## Set problem
Locate every line in the data below that contains the string "roof", and copy each of those lines. Case counts.

↓↓↓

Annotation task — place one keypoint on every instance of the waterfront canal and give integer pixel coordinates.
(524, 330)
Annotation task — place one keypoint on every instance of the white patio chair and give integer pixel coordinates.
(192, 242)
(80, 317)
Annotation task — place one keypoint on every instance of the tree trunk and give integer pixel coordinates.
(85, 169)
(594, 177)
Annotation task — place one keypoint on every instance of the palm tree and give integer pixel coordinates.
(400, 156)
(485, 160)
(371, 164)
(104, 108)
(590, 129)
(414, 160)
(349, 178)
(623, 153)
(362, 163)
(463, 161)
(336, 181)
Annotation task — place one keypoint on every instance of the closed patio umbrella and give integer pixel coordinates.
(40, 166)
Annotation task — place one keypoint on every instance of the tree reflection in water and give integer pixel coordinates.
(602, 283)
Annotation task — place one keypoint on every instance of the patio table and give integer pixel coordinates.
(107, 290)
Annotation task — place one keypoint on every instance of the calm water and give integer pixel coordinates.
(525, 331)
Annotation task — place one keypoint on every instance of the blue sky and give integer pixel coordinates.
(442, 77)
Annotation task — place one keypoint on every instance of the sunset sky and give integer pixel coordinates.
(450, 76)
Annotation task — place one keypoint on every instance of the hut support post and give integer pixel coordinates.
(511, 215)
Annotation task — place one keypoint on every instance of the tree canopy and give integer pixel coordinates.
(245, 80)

↑↑↑
↓↓↓

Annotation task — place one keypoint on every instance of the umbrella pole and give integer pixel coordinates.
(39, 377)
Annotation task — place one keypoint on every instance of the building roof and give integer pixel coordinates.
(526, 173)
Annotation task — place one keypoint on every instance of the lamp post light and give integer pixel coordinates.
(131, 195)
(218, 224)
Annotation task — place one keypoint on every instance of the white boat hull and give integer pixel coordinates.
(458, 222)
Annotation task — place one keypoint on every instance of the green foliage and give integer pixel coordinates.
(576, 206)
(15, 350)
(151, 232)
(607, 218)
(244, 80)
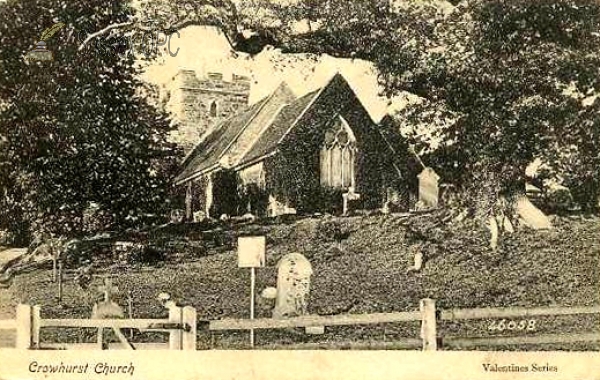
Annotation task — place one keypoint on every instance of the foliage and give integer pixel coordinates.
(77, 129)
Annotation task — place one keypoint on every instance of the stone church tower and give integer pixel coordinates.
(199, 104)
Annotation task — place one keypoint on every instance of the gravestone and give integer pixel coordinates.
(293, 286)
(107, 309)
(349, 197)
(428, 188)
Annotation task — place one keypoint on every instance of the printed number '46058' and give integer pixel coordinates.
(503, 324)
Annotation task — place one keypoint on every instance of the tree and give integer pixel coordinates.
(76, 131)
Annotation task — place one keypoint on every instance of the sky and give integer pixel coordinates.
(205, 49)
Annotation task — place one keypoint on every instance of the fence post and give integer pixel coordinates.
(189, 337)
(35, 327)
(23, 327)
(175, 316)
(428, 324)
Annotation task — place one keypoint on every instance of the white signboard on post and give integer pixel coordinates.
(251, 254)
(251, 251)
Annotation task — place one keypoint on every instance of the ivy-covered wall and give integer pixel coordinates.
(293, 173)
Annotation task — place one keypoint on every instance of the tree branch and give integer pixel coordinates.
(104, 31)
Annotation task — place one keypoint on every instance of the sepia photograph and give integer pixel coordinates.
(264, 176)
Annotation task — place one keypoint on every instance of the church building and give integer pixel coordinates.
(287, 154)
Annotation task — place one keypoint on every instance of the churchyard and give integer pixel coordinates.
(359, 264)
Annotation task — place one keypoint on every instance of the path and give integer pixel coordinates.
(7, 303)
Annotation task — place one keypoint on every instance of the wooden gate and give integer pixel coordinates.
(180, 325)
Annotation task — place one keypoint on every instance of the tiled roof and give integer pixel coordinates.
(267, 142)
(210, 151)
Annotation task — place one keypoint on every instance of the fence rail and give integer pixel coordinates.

↑↑↑

## Answer for the task
Annotation task — place one keypoint on every instance of the building roof and give integer pixel coordinates.
Annotation task — place one keypoint on every instance of the tiled roof and give integer pixel coordinates.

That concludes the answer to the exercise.